There's a reason classical languages are frequently replaced with vernacular languages or koines as cultures age -- literary/liturgical languages eventually tend to diverge so far from the spoken language that unless it's strictly enforced by a governmental authority (China being a prime example), the literary languages cease to be an effective means of communication. An example would be Charlemagne's huffing early in his reign about the "debasement" of Latin in 8th century France -- he was originally quite distraught over it, but by the end of his reign he had thrown in the towel, and the first legal documents in French appeared as two of his sons signed a treaty in vernacular Old French and Old High German in Strasbourg to oppose the third.

Eric:

/'prosesiz/ is not that egregious -- think about it. You've got three sibilants in close proximity. While it's definitely nonstandard, converting the schwa to a front vowel makes perfect sense as a hypercorrection in what, frankly, is a decidedly mushy word.

You've got three sibilants in close proximity

Now you'll probably get another thread started with people complaining that "close proximity" is a tautology.

By Chris Noble (not verified) on 01 Oct 2007 #permalink

me compltesly agree w/ u wen u say wot dos it matre 4 sentence be grammar correctly, for long as yor massage is spoken clearlee. me thing gramar nazi is bad as pincturation facist. u understand me prefectly cleerlee, know?

════════════════════

→ Set task A: According to the forum thread on language, in which city did two of Charlemagne's sons sign a treaty in vernacular languages?

════════════════════

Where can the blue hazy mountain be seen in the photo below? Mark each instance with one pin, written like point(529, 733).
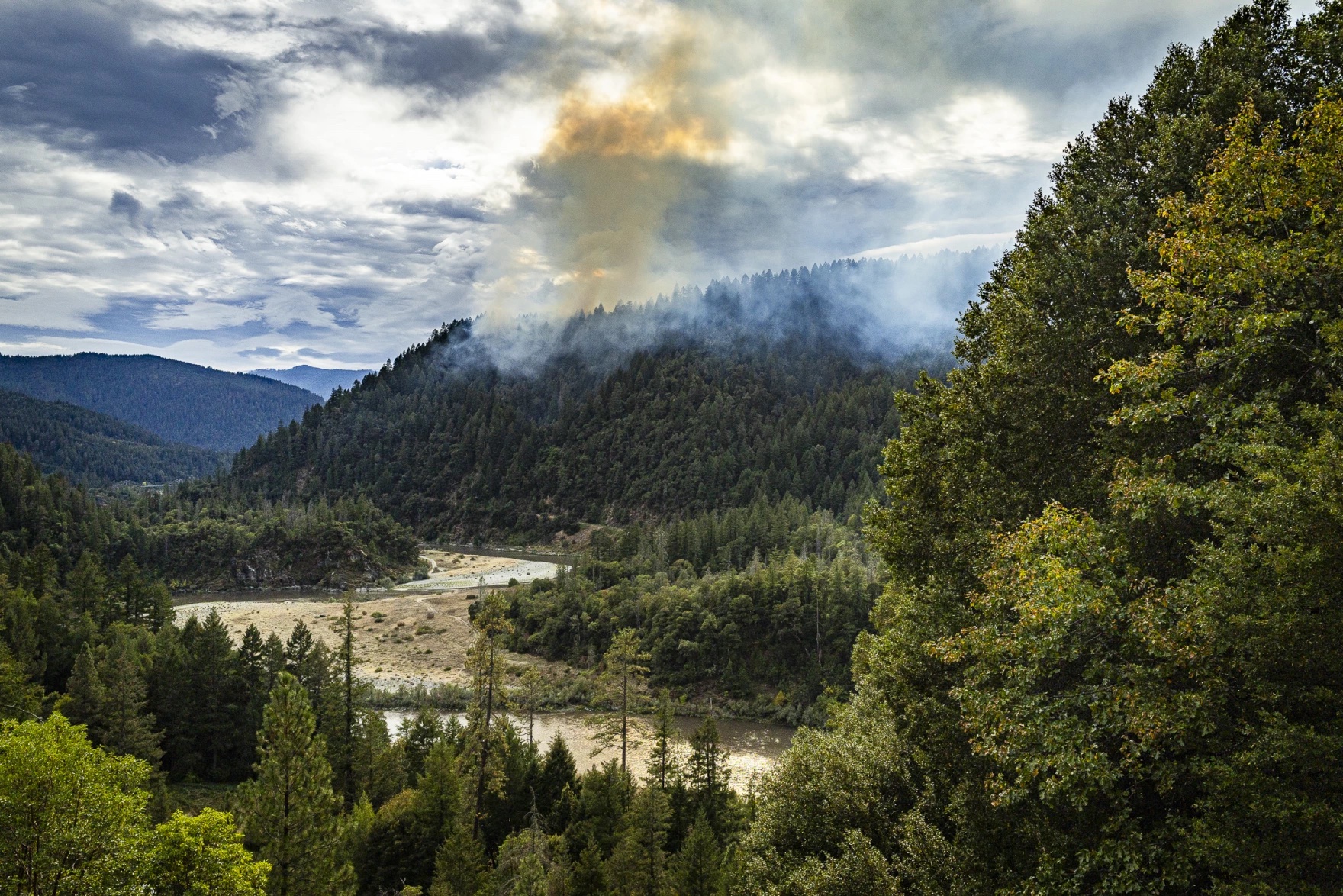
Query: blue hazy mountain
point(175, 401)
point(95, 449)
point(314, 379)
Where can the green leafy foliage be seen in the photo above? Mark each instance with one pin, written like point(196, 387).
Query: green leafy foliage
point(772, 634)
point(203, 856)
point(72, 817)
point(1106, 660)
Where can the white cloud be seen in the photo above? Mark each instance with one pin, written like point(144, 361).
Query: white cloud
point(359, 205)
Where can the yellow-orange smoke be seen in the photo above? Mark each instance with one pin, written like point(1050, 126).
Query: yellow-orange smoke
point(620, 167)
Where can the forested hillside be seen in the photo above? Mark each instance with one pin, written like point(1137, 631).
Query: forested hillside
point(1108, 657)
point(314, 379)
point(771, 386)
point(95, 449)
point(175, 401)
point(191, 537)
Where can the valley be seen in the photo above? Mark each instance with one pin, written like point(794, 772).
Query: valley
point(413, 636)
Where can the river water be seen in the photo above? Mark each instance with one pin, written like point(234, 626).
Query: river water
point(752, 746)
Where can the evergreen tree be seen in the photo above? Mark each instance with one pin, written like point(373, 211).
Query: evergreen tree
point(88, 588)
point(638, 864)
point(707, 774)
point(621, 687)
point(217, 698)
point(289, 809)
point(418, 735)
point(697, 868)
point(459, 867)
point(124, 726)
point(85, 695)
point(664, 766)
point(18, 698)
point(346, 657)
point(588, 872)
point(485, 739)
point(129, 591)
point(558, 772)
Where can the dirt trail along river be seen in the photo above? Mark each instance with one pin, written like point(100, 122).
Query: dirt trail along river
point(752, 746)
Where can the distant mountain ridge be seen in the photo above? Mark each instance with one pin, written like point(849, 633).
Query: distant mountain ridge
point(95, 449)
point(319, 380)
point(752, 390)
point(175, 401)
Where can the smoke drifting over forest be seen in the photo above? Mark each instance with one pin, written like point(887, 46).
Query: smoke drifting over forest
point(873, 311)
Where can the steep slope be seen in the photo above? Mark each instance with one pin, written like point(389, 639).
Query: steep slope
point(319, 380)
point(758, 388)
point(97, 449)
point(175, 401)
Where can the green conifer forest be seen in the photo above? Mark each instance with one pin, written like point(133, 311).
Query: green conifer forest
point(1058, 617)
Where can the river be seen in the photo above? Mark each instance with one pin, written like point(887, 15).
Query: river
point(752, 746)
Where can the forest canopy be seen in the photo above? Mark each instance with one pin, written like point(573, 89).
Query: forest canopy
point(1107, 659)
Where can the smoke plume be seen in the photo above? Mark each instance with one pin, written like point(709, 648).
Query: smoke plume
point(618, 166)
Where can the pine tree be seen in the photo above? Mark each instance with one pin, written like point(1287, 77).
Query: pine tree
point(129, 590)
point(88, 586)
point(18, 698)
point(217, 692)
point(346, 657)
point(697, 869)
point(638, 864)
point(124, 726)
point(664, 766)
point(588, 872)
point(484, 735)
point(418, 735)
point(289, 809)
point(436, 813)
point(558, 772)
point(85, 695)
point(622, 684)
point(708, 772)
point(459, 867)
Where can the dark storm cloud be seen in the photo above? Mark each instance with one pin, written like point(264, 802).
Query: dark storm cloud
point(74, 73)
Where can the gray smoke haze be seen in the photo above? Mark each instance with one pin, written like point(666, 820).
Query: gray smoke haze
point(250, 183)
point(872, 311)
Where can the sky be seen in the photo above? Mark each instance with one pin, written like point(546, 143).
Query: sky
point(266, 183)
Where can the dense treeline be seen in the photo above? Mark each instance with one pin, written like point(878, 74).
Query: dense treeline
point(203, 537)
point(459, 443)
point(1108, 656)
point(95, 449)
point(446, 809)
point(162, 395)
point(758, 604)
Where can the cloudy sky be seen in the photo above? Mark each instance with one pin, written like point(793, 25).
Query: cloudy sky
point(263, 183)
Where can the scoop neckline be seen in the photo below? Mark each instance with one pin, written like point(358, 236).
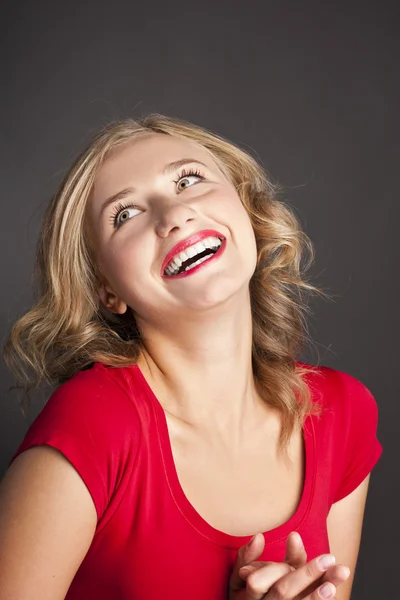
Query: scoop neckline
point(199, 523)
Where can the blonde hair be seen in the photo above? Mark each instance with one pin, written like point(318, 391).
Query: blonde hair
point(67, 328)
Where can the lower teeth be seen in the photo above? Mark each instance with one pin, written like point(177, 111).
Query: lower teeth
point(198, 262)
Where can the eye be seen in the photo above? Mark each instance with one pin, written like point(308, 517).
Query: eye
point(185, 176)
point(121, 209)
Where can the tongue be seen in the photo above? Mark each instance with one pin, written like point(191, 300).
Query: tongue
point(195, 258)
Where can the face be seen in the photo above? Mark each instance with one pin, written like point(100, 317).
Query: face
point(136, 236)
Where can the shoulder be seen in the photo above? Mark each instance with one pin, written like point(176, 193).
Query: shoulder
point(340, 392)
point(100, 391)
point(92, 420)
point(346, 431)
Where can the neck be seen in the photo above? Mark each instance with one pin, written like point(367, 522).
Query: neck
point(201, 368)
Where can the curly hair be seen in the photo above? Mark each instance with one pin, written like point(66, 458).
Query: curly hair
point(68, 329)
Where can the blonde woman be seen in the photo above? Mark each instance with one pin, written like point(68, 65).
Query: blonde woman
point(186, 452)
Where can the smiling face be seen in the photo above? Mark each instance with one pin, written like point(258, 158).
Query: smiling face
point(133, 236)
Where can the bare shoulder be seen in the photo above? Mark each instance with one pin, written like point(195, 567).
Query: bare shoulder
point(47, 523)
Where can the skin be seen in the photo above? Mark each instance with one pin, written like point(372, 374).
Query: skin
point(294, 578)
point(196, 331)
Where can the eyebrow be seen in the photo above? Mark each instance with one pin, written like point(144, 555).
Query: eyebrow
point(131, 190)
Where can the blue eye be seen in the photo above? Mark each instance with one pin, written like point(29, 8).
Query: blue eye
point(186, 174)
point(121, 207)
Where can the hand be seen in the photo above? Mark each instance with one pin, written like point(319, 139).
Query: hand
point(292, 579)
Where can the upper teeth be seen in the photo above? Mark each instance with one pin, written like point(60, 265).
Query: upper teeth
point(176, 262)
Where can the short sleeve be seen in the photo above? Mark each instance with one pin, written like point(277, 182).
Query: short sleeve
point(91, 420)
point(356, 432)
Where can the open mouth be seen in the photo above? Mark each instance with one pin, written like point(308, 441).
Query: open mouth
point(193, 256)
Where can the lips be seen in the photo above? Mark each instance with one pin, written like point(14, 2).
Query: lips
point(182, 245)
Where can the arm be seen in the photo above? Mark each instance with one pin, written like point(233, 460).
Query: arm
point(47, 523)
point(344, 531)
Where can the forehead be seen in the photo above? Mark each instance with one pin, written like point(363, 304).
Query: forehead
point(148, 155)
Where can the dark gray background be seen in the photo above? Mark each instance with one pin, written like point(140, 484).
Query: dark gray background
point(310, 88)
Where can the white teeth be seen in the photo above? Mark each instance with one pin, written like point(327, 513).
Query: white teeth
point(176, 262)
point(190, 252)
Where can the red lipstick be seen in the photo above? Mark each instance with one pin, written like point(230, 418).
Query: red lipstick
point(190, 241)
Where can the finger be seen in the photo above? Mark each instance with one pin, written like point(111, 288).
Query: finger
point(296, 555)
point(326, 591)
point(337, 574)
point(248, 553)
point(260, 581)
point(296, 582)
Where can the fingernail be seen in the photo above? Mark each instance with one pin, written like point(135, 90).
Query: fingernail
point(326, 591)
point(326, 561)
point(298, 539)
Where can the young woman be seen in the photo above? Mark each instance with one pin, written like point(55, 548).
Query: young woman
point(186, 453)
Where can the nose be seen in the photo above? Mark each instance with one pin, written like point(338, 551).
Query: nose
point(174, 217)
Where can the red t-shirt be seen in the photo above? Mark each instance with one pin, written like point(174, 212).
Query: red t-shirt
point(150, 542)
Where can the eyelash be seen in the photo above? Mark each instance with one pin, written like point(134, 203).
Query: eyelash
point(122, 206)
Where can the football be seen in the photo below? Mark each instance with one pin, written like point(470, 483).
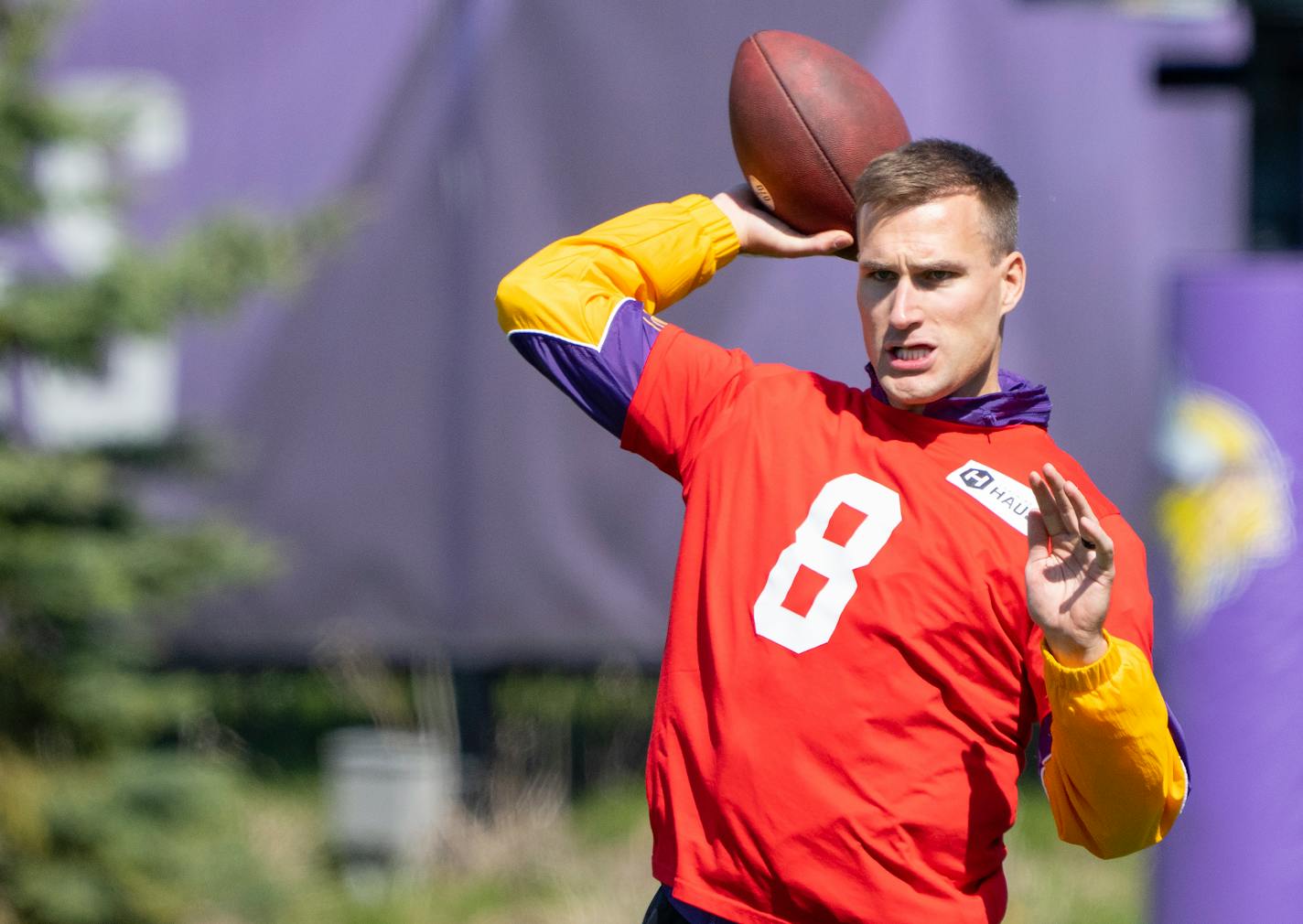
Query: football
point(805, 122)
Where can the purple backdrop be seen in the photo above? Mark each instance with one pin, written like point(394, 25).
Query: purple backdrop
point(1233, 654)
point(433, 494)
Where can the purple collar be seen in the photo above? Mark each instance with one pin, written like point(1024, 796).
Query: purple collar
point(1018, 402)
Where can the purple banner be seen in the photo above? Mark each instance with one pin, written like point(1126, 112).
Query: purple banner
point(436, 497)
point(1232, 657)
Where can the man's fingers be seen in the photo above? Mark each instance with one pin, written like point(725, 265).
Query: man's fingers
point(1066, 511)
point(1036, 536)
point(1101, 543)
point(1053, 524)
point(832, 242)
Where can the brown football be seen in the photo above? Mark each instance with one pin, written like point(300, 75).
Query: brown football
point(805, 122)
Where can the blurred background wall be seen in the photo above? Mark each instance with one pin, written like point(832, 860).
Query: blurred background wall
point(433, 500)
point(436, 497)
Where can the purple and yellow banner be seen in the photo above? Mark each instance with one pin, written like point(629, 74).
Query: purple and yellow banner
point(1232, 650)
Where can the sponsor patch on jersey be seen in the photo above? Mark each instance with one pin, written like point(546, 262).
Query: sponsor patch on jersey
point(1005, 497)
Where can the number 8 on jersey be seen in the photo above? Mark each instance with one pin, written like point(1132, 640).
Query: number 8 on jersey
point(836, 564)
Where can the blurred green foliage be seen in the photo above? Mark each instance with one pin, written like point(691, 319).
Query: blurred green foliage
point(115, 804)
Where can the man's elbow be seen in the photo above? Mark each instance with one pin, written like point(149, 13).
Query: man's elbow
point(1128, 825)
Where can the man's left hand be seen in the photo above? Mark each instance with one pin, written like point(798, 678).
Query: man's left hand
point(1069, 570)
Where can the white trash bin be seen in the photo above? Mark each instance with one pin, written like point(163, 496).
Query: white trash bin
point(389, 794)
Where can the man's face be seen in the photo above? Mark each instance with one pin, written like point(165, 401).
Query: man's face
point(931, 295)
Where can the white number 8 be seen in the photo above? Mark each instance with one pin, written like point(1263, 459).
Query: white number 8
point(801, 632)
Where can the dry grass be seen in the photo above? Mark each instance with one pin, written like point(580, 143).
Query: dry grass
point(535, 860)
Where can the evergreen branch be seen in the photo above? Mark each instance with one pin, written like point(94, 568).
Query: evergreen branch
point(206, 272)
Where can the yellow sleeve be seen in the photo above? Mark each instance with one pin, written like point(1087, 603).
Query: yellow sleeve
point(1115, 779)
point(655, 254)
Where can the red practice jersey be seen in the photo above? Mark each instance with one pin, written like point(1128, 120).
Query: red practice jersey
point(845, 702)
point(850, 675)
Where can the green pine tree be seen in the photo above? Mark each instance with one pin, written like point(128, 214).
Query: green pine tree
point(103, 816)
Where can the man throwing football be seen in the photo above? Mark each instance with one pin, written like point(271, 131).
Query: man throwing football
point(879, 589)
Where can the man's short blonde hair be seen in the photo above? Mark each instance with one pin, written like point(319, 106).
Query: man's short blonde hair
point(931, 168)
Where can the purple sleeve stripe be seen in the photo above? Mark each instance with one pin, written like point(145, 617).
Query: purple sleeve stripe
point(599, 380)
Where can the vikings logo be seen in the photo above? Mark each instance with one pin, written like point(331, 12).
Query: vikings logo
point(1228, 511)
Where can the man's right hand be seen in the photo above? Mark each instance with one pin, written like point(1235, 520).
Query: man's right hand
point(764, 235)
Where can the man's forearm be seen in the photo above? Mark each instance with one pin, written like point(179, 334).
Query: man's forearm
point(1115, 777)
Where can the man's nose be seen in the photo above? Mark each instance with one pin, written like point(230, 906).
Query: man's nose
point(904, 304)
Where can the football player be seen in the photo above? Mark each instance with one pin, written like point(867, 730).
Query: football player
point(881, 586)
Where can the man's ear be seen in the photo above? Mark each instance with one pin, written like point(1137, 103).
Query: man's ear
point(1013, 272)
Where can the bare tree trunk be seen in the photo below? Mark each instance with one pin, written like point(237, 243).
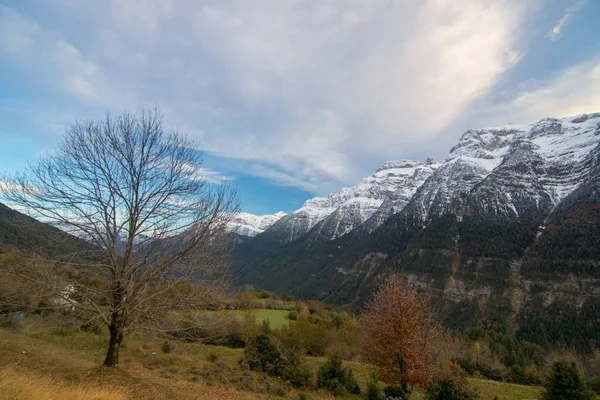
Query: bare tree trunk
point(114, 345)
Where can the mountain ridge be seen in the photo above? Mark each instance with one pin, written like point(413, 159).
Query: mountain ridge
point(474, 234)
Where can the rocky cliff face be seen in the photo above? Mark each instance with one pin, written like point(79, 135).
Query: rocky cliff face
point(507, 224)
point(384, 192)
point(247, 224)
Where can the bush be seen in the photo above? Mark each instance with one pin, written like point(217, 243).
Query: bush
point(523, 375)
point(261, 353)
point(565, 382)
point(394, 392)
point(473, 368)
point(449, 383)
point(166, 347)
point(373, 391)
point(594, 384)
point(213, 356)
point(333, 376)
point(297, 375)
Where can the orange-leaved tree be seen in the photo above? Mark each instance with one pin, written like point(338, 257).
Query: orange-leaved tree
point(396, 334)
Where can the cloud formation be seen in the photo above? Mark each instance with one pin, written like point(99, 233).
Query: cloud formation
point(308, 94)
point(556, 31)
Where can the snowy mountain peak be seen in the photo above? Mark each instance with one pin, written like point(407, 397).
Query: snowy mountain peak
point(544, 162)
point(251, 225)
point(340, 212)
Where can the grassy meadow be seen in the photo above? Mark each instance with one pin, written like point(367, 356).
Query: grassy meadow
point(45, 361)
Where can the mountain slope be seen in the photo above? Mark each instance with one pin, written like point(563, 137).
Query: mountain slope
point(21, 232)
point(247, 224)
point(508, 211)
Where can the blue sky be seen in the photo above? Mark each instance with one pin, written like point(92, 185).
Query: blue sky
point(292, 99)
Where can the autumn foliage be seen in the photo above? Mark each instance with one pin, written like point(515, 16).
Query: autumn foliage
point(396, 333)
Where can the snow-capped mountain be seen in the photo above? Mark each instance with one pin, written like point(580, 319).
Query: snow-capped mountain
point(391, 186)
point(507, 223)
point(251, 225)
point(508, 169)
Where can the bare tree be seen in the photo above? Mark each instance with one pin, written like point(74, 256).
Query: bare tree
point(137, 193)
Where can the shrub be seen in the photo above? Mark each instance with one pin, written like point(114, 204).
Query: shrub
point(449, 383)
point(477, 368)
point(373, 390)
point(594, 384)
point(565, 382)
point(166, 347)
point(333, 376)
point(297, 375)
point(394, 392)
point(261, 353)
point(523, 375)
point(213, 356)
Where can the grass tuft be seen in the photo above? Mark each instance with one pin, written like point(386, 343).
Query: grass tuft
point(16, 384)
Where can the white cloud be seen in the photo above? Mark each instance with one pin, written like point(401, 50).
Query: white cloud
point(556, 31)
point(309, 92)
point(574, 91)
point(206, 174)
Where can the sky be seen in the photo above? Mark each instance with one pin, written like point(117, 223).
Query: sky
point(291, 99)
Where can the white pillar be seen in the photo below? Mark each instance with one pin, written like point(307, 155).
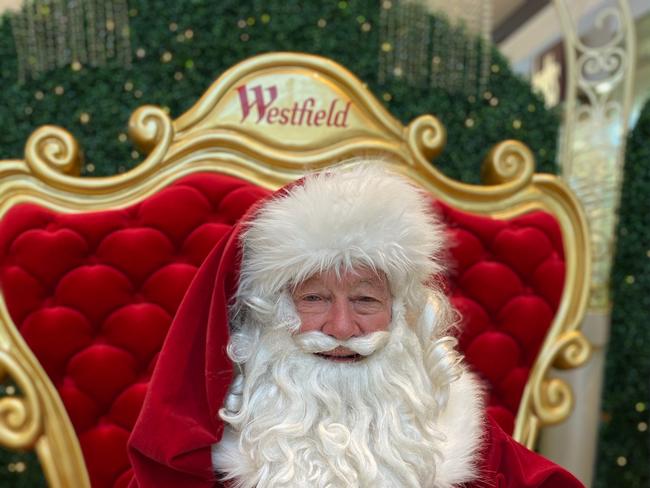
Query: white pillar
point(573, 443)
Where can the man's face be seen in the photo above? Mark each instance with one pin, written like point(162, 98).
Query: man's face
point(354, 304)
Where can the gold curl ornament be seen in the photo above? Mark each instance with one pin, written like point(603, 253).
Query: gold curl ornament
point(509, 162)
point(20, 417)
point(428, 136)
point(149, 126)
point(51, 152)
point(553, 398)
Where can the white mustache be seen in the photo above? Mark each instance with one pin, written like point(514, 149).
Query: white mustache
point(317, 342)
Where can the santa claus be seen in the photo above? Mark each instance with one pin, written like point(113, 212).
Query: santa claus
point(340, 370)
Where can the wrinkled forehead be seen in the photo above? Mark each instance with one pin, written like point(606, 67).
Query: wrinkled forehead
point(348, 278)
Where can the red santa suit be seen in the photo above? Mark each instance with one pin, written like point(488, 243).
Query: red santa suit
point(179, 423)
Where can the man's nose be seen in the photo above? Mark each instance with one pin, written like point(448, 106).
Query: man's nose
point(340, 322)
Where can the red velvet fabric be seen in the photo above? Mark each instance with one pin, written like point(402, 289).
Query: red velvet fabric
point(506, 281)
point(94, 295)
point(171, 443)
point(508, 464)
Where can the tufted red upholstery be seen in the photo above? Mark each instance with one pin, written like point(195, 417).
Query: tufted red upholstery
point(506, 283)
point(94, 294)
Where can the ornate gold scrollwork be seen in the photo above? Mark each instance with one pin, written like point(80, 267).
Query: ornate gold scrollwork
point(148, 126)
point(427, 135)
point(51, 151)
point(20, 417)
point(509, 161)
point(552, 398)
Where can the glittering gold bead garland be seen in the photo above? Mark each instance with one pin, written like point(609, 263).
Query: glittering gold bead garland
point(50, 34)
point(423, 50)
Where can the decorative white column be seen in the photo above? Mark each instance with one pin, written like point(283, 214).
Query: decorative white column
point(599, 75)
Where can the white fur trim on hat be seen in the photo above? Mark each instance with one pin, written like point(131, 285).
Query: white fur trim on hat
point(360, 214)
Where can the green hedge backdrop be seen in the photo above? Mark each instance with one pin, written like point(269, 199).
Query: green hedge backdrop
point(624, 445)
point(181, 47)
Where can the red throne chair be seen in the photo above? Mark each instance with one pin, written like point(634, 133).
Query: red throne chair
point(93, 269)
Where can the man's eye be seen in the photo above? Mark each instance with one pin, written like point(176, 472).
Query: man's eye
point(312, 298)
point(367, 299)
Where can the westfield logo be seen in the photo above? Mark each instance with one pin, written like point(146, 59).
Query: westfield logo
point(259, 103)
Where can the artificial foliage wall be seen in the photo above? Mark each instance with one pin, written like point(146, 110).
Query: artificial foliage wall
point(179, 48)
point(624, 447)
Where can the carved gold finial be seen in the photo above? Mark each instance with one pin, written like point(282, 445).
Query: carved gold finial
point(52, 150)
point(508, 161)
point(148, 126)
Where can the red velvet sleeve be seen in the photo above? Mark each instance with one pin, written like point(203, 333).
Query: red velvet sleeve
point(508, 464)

════════════════════

→ Set task B: Reproduce only the rows from the line with "like point(144, 361)." to the line with "point(359, 205)", swapping "white cloud" for "cumulus cloud" and keeping everything else the same.

→ Full response A: Strasbourg

→ Full response B:
Where can the cumulus cloud be seen in the photo above? Mark each instance with one pin, written like point(144, 361).
Query: cumulus cloud
point(359, 205)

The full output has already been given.